--- Start of Text to read ---
200 books. You fill me with awe. It’s amazing to think how much of your writing I read long before I met you—not just Dynamite but your Muppets stuff as well, I’m sure. During college I had a regular babysitting gig for kids who were Muppet fanatics. Those books were actually fun to read—not like certain big thick animated-movie-tie-in storybooks, NOT written by Ellen Weiss, which used to be agony to get through.

Okay, on to your new books…

Her name was Lola, she was a shrew-girl…

The Taming of Lola, brilliantly illustrated by Jerry Smath, is about a disagreeable young shrew who is accustomed to getting her way, one way or the other. If imperiousness won’t work, a royal tizzy will. Her volcanic-level tantrums keep her family nicely under her sway—until young Cousin Lester arrives for a visit and gives her a taste of her own lava.

I always love to hear the story behind the story. What sparked Lola? Did you know from the beginning you were going to do a Taming of the Shrew thing?

I had the original idea for the story like 15 years ago, when I was doing editing work at Jim Henson Productions. We had this huge project going, a short bedtime story for every day of the year. One category was about woodland creatures. This idea never got used for that project, but it stuck in my mind.
--- End of Text to read ---
--- Start of Dataset excerpts ---
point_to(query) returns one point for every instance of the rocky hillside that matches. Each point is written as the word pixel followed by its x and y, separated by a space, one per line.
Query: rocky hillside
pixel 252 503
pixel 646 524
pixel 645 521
--- End of Dataset excerpts ---
> **What to do**:
[a] Retype everything from "Okay, on to" down to "her own lava." in the interview about The Taming of Lola, with no changes.
[b] Continue the interview about The Taming of Lola, starting right after its last sentence.

> **Solved problems**:
[a]
Okay, on to your new books…

Her name was Lola, she was a shrew-girl…

The Taming of Lola, brilliantly illustrated by Jerry Smath, is about a disagreeable young shrew who is accustomed to getting her way, one way or the other. If imperiousness won’t work, a royal tizzy will. Her volcanic-level tantrums keep her family nicely under her sway—until young Cousin Lester arrives for a visit and gives her a taste of her own lava.

[b]
The weird thing is that it wasn’t for a couple of years that the title hit me: Heeyyy, wait, she’s a shrew! and she gets tamed, sorta! Duh. And that’s when the five-act thing hit me too.

The grandmother who tells Lola’s story is a hoot. I’ve been going around saying, “Screaming is relaxing. You should try it some time.”

The framing device with Grandma was the brilliant idea of the brilliant Susan Van Metre, my editor. She also really pushed me harder on everything with the bugs, which was likewise brilliant I think. It wouldn’t have been the same book (or nearly as good) without all the bug stuff.

Tell me how you hooked up with Lola’s illustrator, Jerry Smath. I can’t imagine a more perfect artist for the job.

The most amazing story. Lola had been in a swoon at Abrams for quite a while, due to lack of the right illustrator. I had pretty much given up hope on it, which was sad because, even though I’ve done a zillion mass-market picture books, this was, after 30 years, my very first jacketed picture book. (Before this, all my trade books had been middle-grade or chapter books.) Then, maybe a year ago, Mel and I were having dinner with some friends who run an inn in Great Barrington, MA. “We have an illustrator staying here,” they said. “We’ll introduce you.” They couldn’t remember his name offhand.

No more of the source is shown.